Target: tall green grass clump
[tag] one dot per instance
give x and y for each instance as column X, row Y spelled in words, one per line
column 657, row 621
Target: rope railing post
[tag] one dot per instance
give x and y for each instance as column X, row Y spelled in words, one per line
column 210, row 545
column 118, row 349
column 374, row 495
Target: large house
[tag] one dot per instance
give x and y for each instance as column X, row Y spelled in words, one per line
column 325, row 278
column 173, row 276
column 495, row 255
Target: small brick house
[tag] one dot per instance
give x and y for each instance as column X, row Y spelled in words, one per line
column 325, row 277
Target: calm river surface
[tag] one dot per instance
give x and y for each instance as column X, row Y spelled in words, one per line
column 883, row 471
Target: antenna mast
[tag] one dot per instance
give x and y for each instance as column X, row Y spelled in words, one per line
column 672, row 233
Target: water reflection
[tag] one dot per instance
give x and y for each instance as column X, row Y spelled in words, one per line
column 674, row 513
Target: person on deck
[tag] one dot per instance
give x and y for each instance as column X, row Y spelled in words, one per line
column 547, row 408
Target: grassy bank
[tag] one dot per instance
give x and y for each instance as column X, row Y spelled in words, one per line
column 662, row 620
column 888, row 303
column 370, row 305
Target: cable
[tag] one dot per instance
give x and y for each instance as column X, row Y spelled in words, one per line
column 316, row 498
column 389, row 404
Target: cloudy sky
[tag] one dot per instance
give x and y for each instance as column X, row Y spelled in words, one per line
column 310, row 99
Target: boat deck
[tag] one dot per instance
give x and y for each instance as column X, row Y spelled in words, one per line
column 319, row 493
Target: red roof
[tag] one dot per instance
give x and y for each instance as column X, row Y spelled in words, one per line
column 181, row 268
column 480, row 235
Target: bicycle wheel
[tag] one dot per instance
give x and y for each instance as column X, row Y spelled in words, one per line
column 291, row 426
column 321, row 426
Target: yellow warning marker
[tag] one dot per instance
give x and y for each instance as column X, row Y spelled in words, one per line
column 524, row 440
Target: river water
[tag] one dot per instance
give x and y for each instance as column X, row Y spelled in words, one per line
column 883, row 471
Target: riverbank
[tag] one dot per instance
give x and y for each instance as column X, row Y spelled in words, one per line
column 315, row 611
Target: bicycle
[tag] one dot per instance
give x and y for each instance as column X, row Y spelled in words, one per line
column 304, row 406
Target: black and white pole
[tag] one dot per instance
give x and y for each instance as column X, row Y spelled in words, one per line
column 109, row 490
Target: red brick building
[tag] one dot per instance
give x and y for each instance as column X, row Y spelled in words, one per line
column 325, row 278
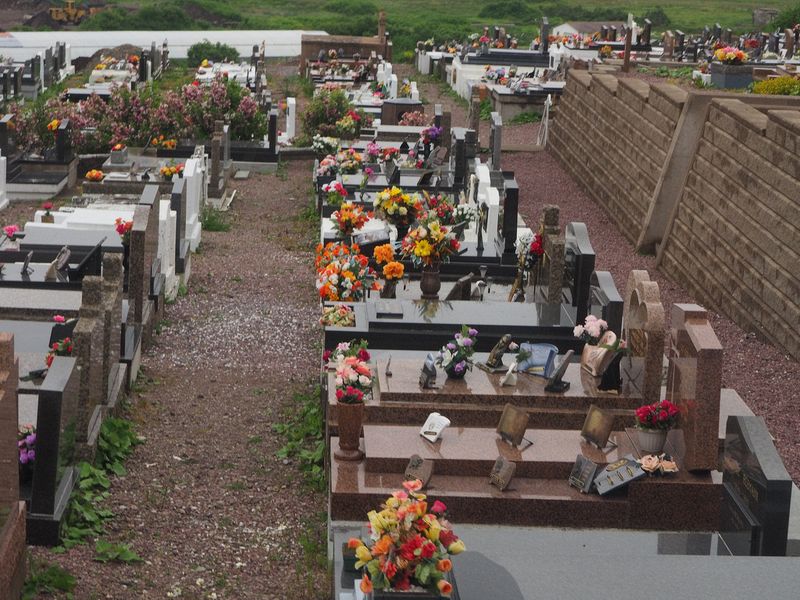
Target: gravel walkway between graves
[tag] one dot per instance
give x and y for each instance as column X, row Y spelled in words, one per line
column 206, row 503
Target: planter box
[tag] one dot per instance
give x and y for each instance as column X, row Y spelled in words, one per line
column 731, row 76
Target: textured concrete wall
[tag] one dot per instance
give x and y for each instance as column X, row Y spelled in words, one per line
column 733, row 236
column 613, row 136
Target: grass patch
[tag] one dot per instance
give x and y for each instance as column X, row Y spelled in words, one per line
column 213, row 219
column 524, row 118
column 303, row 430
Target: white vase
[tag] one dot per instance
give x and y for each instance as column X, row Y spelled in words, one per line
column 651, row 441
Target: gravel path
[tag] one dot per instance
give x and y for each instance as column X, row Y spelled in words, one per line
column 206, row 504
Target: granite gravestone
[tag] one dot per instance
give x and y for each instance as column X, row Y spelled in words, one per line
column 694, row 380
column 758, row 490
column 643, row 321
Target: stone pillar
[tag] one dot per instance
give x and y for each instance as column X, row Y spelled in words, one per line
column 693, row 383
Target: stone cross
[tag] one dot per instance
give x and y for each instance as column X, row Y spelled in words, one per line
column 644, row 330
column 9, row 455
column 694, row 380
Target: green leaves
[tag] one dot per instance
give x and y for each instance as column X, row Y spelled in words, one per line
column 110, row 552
_ _ _
*Problem to solve*: Copy the full listing above word for word, line by line, without the pictures.

*Response for this exercise*:
Target: tall green grass clump
[tag] one dot per instance
give x and y for each instance as column X, row Y spelled in words, one per line
column 657, row 621
Target: rope railing post
[tag] one dot per instance
give x and y for each instance as column X, row Y spelled in words, one per line
column 210, row 545
column 118, row 349
column 374, row 495
Target: large house
[tag] one dot per instance
give x and y for each instance as column X, row Y spelled in words, one per line
column 325, row 278
column 173, row 276
column 495, row 255
Target: small brick house
[tag] one dot per instance
give x and y for each instance as column X, row Y spelled in words, one per line
column 325, row 277
Target: calm river surface
[tag] one dot per instance
give x and y for each instance as column X, row Y spelled in words, one per line
column 883, row 471
Target: antenna mast
[tag] one dot per instance
give x and y for each instance as column X, row Y spelled in words, one per line
column 672, row 233
Target: water reflection
[tag] one dot per instance
give x and y for each instance as column X, row Y spelled in words, one per line
column 674, row 513
Target: person on deck
[tag] one dot per instance
give x and y for each instance as column X, row Y spelled in words, one per line
column 547, row 408
Target: grassy bank
[tag] one dot per instance
give x and y for each instance as column X, row Y spelled in words, one per line
column 662, row 620
column 888, row 303
column 370, row 305
Target: cable
[tag] one dot per instance
give x and y for each instance as column X, row Y spelled in words, one per line
column 316, row 498
column 389, row 404
Target: cloudy sky
[tag] one dot per instance
give x and y for each instance as column X, row Y spelled in words, one per line
column 310, row 99
Target: boat deck
[tag] one dot per instance
give x and y for each instance as column X, row Y spelled in words, one per line
column 319, row 493
Target: red roof
[tag] one dot per instance
give x and y for each instance as column X, row Y spelled in words, one per line
column 181, row 268
column 480, row 235
Target: bicycle wheel
[tag] one dot per instance
give x and y for each instance as column X, row Y spelled in words, one per line
column 291, row 426
column 321, row 426
Target: yellow warning marker
[tag] one dot per instance
give x and y for each instance as column X, row Y spelled in words, one per line
column 524, row 440
Target: river water
[tag] one dot per instance
give x and y for each instance as column X, row Y spelled in words, one per line
column 883, row 471
Target: riverbank
[tag] one dot per instance
give x and y for each instance as column X, row Y spelled in words, one per line
column 315, row 611
Target: bicycle
[tag] one dot per instance
give x and y for each instance as column X, row Y spelled in words, one per line
column 304, row 406
Target: black and white pole
[tag] one dot per instance
give x and y for each instance as column X, row Y spelled in words, one per line
column 109, row 490
Target: red brick building
[tag] one dot per instance
give x and y for each instance as column X, row Y spelled in words, one per line
column 325, row 278
Target: gravel walkway between graves
[tag] one dot per instance
give x and y for each instance as column X, row Y spelled in words, one per line
column 206, row 503
Target: planter box
[tag] one dot per instance
give x and y for each instance as column X, row Y spelled in words, one per line
column 731, row 76
Target: textured concrete wall
[tag] one dot per instance
give x and y for each instance as column X, row Y spelled in words, one per line
column 733, row 236
column 613, row 136
Target: grass patch
[tag] one dot per instance
give x and y for each instance as column X, row Y spelled in words, one per line
column 213, row 219
column 524, row 118
column 303, row 430
Target: white vase
[tag] one dot per instance
give x and y for each instance as column X, row Y spelled in words, one per line
column 651, row 441
Target: gravel path
[tag] one dot per instance
give x and y for each instance as column X, row Y spelled in words, one per line
column 206, row 504
Target: granite gravestone
[tag] one dot per instance
give x and y for each instance as column X, row Y spelled in words, one per line
column 694, row 380
column 758, row 490
column 643, row 321
Target: stone pillar
[tag] one dot per instance
give x and y for each instance as column X, row Y spelled in words, one per line
column 693, row 383
Target: stone cross
[tag] one dot per instance
give x and y for each instance as column X, row Y spelled in words, one per line
column 644, row 330
column 9, row 455
column 694, row 380
Target: green leaves
[tag] one dot per instance
give x and y for each instance as column X, row Y spelled in words, one per line
column 110, row 552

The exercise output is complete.